## Исходный документ:
****************

Отрывочность, а часто также не полное и не довольно точное развитіе мысли,-- вотъ въ чемъ, прежде всего, можно упрекнуть статьи этого сборника. Если, не смотря на то, я рѣшаюсь вновь предложить ихъ читателямъ, то во первыхъ потому, что мысли, въ нихъ развивавшія, до сихъ поръ сохраняютъ для меня свою цѣну. Уже въ первой статьѣ (о значенія Гегеля), которую я считаю наиболѣе слабою по выполненію, высказаны многія положенія, отъ которыхъ я и теперь не отступаю, которыя часто составляли темы послѣдующихъ статей, или же остались, къ моему сожалѣнію, только въ видѣ намековъ и набросковъ, сдѣланныхъ въ этой первой статьѣ. При другихъ обстоятельствахъ, можетъ быть, мнѣ удалось бы оказать философіи услуги, подобныя тѣмъ, какими составили себѣ имя итальянецъ Вера и англичанинъ Стирлингъ.
Что касается до отрывочности и неполноты, то я утѣшаю себя тѣмъ, что, кажется, избѣгъ другихъ недостатковъ, обыкновенно встрѣчающихся въ книгахъ. Сочиненія полныя и систематическія очень рѣдко бываютъ органическими произведеніями ума. Полнота ихъ достигается всего чаще механическимъ подборомъ частей, а не живою связью между ними; систематическое расположеніе достигается обыкновенно только искусственно, не вытекаетъ изъ самаго предмета, а накладывается на него извнѣ. Отъ этого происходитъ то впечатлѣніе жертвенности, которое въ той или другой степени производитъ большинство книгъ. Жизнь книги состоитъ въ мысли, которая въ ней движется; тамъ, гдѣ мысль прерывается и ея путь замѣняется мертвыми склейками и вставками, или даже простою послѣдовательностію строкъ и страницъ, отсутствіе настоящей связи не всегда ускользаетъ отъ нашего вниканія, почему мы и чувствуемъ себя неудовлетворенными. И такъ, отрывочная статья своею цѣльностію и послѣдовательностію можетъ взбѣжать упрековъ, которые мы дѣлаемъ полнымъ и систематическимъ книгамъ.

****************

## Фрагмент набора данных:
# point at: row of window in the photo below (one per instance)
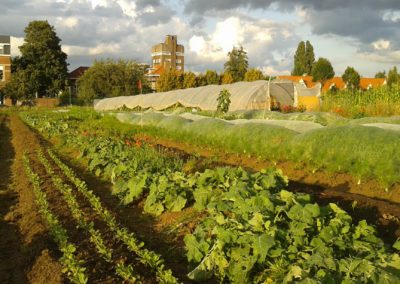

****************

## Указание 1:
Каких двух людей, составивших себе имя услугами философии, упоминает автор исходного документа?
## Указание 2:
Перепишите фрагмент исходного документа, начиная со слов "Отрывочность, а часто" и заканчивая словами "и англичанинъ Стирлингъ.", заменив "Гегеля" на "Канта".

## Решение задания 1:
Итальянца Вера и англичанина Стирлинга.

## Решение задания 2:
Отрывочность, а часто также не полное и не довольно точное развитіе мысли,-- вотъ въ чемъ, прежде всего, можно упрекнуть статьи этого сборника. Если, не смотря на то, я рѣшаюсь вновь предложить ихъ читателямъ, то во первыхъ потому, что мысли, въ нихъ развивавшія, до сихъ поръ сохраняютъ для меня свою цѣну. Уже въ первой статьѣ (о значенія Канта), которую я считаю наиболѣе слабою по выполненію, высказаны многія положенія, отъ которыхъ я и теперь не отступаю, которыя часто составляли темы послѣдующихъ статей, или же остались, къ моему сожалѣнію, только въ видѣ намековъ и набросковъ, сдѣланныхъ въ этой первой статьѣ. При другихъ обстоятельствахъ, можетъ быть, мнѣ удалось бы оказать философіи услуги, подобныя тѣмъ, какими составили себѣ имя итальянецъ Вера и англичанинъ Стирлингъ.